**Records for the exercise**
****************

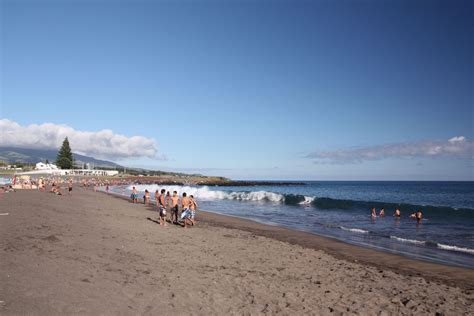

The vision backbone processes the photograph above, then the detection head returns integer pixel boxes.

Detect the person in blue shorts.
[189,195,197,226]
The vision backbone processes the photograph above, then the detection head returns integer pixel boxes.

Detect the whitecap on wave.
[390,236,426,245]
[437,243,474,254]
[339,226,369,234]
[128,185,285,202]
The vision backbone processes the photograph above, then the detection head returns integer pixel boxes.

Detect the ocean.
[108,181,474,269]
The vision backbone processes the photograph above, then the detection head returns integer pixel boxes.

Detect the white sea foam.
[437,243,474,254]
[127,185,285,202]
[299,196,315,205]
[339,226,369,234]
[390,236,426,245]
[0,177,12,185]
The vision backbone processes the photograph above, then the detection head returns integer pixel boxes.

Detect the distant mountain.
[0,147,122,169]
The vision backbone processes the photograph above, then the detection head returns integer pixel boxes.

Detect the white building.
[19,162,119,176]
[0,165,22,171]
[36,162,59,170]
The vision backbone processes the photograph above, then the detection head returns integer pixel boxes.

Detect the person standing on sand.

****************

**How to complete this task**
Leaving out the pictures, repeat the data above exactly.

**Output**
The vision backbone processes the photograph above, then the detection head returns integer pixel boxes.

Detect the person in blue shorts.
[189,195,197,226]
The vision backbone processes the photograph above, then the detection head returns integer pixel boxes.

Detect the whitecap on wave.
[390,236,426,245]
[437,243,474,254]
[339,226,369,234]
[128,185,285,202]
The vision backbone processes the photograph above, then the detection head returns integer pixel boxes.

Detect the ocean.
[108,181,474,269]
The vision backbone processes the photograph above, then the detection head returns integer pixel boxes.

Detect the white sea foam.
[437,243,474,254]
[127,185,285,202]
[299,196,315,205]
[339,226,369,234]
[390,236,426,245]
[0,177,12,185]
The vision backbone processes the photograph above, then the detection head returns integer pixel boxes.

Detect the distant mountain.
[0,147,122,169]
The vision backbone processes the photograph above, then the detection head returns integer pixel boxes.

Detect the white building.
[19,162,119,176]
[0,165,22,171]
[36,162,59,170]
The vision backbone processes the photograph above, then the detection head returns integer pixel boxes.

Detect the person standing on sand.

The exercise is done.